*** Opening of THE RECORDS ***

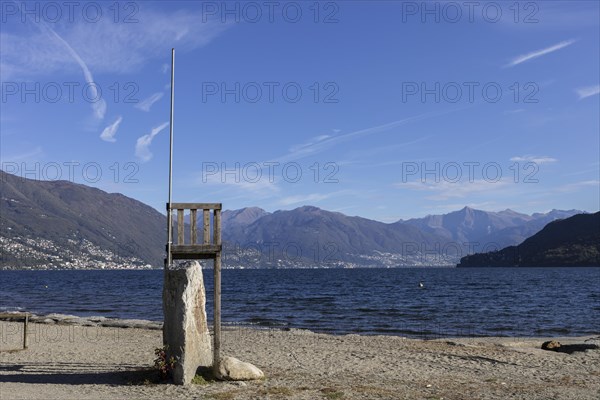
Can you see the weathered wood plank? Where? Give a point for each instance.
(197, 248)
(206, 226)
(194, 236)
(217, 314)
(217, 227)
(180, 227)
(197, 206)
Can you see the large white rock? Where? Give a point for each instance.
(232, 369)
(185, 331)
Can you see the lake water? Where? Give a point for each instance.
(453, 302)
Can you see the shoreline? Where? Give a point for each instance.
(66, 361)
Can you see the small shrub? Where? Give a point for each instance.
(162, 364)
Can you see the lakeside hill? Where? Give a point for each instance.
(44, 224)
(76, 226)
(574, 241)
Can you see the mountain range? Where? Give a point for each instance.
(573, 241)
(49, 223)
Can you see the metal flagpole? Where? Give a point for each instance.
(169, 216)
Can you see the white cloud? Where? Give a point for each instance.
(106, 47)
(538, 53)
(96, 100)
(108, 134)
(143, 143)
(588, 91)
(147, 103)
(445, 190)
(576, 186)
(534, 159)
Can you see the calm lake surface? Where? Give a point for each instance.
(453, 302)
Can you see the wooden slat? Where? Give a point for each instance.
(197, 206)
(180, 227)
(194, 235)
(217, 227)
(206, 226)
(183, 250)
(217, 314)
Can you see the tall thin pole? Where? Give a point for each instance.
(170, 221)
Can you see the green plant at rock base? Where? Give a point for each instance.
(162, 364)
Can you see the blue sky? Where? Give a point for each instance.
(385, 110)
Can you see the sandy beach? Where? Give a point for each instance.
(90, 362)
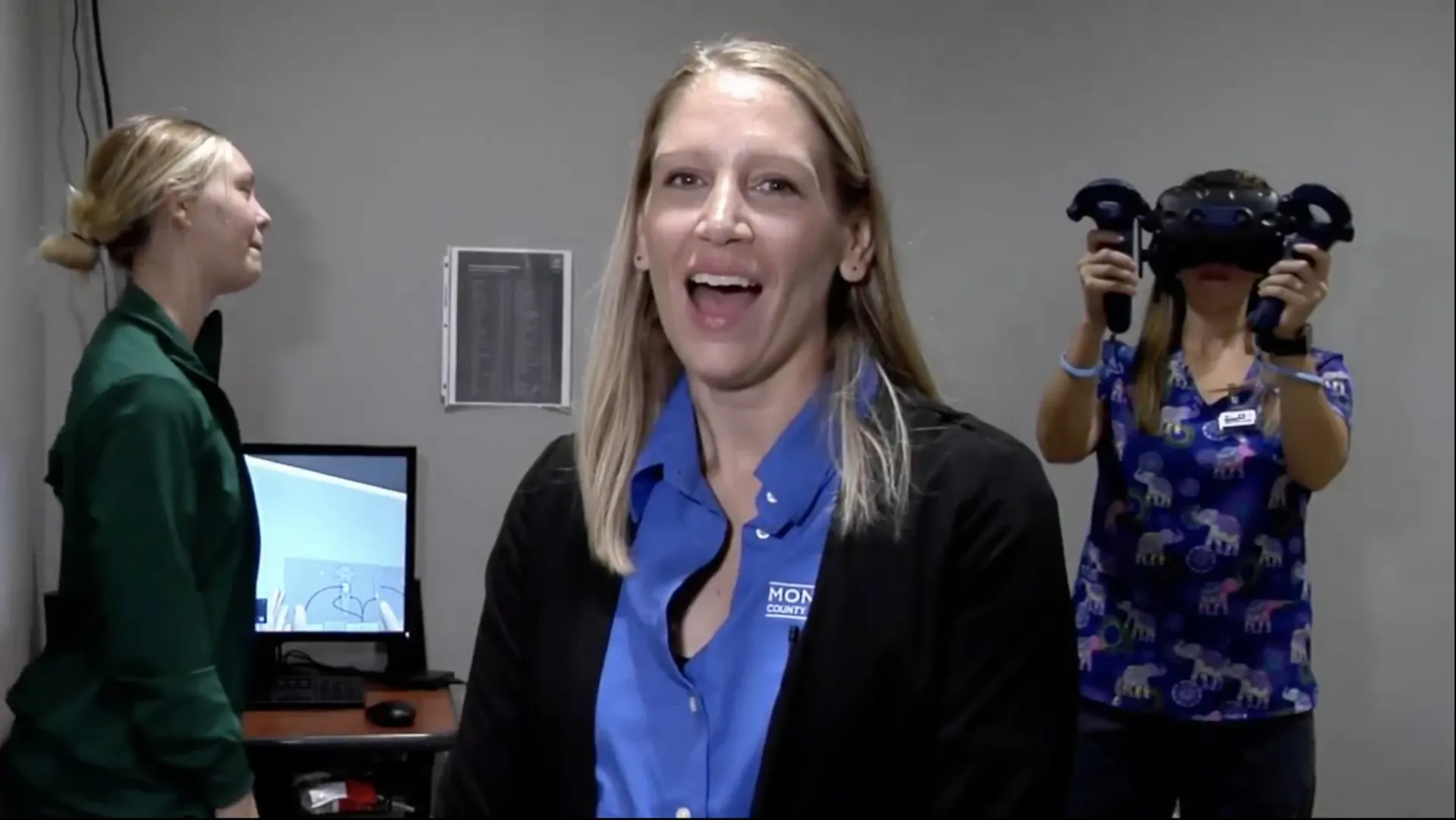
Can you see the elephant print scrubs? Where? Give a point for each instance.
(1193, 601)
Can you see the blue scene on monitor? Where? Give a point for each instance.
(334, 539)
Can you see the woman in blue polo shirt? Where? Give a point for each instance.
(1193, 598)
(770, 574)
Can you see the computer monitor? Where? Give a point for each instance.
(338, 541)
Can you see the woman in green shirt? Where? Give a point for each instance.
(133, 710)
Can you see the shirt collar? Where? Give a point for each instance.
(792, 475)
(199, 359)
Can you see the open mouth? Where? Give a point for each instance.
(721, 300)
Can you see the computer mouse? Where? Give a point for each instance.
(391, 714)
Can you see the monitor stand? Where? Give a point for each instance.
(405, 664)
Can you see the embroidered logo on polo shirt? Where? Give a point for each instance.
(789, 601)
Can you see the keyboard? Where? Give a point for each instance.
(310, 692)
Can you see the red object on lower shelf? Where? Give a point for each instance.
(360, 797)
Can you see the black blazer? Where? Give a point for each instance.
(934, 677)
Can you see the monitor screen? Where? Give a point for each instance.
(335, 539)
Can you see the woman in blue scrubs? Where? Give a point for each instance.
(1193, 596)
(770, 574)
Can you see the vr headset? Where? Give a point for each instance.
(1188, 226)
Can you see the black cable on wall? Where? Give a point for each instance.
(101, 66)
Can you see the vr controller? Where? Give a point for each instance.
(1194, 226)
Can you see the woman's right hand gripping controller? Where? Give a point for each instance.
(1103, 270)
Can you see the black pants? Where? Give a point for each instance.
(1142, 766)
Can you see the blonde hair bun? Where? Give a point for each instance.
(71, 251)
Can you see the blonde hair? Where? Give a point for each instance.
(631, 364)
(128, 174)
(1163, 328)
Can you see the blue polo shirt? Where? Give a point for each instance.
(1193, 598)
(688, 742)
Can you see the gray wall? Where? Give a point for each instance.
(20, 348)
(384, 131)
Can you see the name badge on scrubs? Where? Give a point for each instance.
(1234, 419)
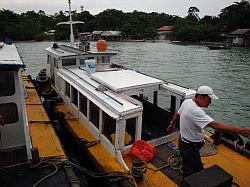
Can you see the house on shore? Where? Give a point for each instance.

*** Close of THE RECORDS ***

__WORK TO BE COMPLETED__: Retype the data word for word, please, and keep the images out.

__REPLY TO THE TASK__:
Can you see the weathered wood plank? Where? Give a point for each instance.
(197, 248)
(206, 226)
(194, 236)
(217, 314)
(217, 227)
(180, 227)
(197, 206)
Can you see the large white rock? Where? Give a point for each instance.
(232, 369)
(185, 331)
Can you see the lake water? Where? Give a point for each instance.
(453, 302)
Can you see the shoreline? Where? Give a point for each instance.
(66, 361)
Can you see the small shrub? Where? Give a point for each instance.
(162, 364)
Can you see the lakeside hill? Where? Give a point for each instance.
(44, 224)
(76, 226)
(574, 241)
Can you see the mountain range? Where? Give a point for each instance.
(573, 241)
(49, 223)
Can you see the metal flagpole? Where? Give a point for each instance.
(169, 216)
Can you see the white cloud? Where? Give a point for each instance.
(106, 47)
(538, 53)
(96, 100)
(108, 134)
(143, 143)
(588, 91)
(147, 103)
(445, 190)
(576, 186)
(534, 159)
Can you see the calm lake surface? Where? Give a point for each instance.
(453, 302)
Can you see the wooden slat? Where? Give a point for each instance.
(197, 206)
(180, 227)
(194, 235)
(217, 227)
(206, 226)
(183, 250)
(217, 314)
Can you see the tall thin pole? Where? Give a point for each instance.
(170, 221)
Can you see the green plant at rock base? Where? Give a point for each instance.
(162, 364)
Can you see the blue sky? Where? Give a point for each instance.
(385, 110)
Can you see the sandy beach? Where? Give a point for each instance.
(90, 362)
Can you see the elephant print scrubs? Where? Give a point for each instance.
(1193, 601)
Can you see the blue scene on monitor? Where? Give a point for each instance.
(334, 539)
Can you see the woman in blue polo shirt? Where? Give a point for each instance.
(1193, 598)
(770, 574)
Can you see the computer monitor? Where? Give a point for each instance.
(338, 541)
Can you see the woman in green shirt? Where? Give a point for each instance.
(133, 710)
Can you see the shirt collar? Where? Give a point for each instance.
(792, 475)
(199, 359)
Can you see the open mouth? Where? Give a point for each instance.
(721, 300)
Can you see the computer mouse? Where? Give a point for each instance.
(391, 714)
Can you see the monitor stand? Where? Give a point for each instance.
(405, 664)
Can you see the embroidered logo on polo shirt? Where? Give a point for each instance.
(789, 601)
Can you see the keyboard? Where? Give a point for each instance.
(310, 692)
Can you see the red object on lower shelf? Where? Give a point for each instance.
(360, 797)
Can you see the black blazer? Where? Give a point for each instance.
(934, 677)
Can you see the monitor screen? Where? Give a point for each instance.
(335, 539)
Can you see the woman in blue scrubs? Where? Give a point for each instance.
(1193, 596)
(770, 574)
Can you see the vr headset? Where? Give a point for each instance.
(1188, 226)
Can you see the black cable on wall? Where? Give a point for each instance.
(101, 66)
Can you see the vr controller? Where? Give a point for each instance.
(1194, 226)
Can you see the woman's right hand gripping controller? Where? Give a point for each instance.
(1103, 270)
Can you see the black pants? Where? Give a point for each instance.
(1142, 766)
Can you see the blonde hair bun? Where? Give a point for each instance.
(71, 251)
Can you see the blonde hair? Where? Give a point for each instance.
(631, 364)
(128, 174)
(1163, 328)
Can you see the blue polo shirt? Where? Give a point for each instance.
(1193, 598)
(688, 742)
Can you see the gray wall? Where? Give a point for each instance.
(20, 348)
(384, 131)
Can you see the name badge on scrubs? Where? Give a point for each instance.
(1234, 419)
Can you see the house on shore? Where? Give a point for each instance.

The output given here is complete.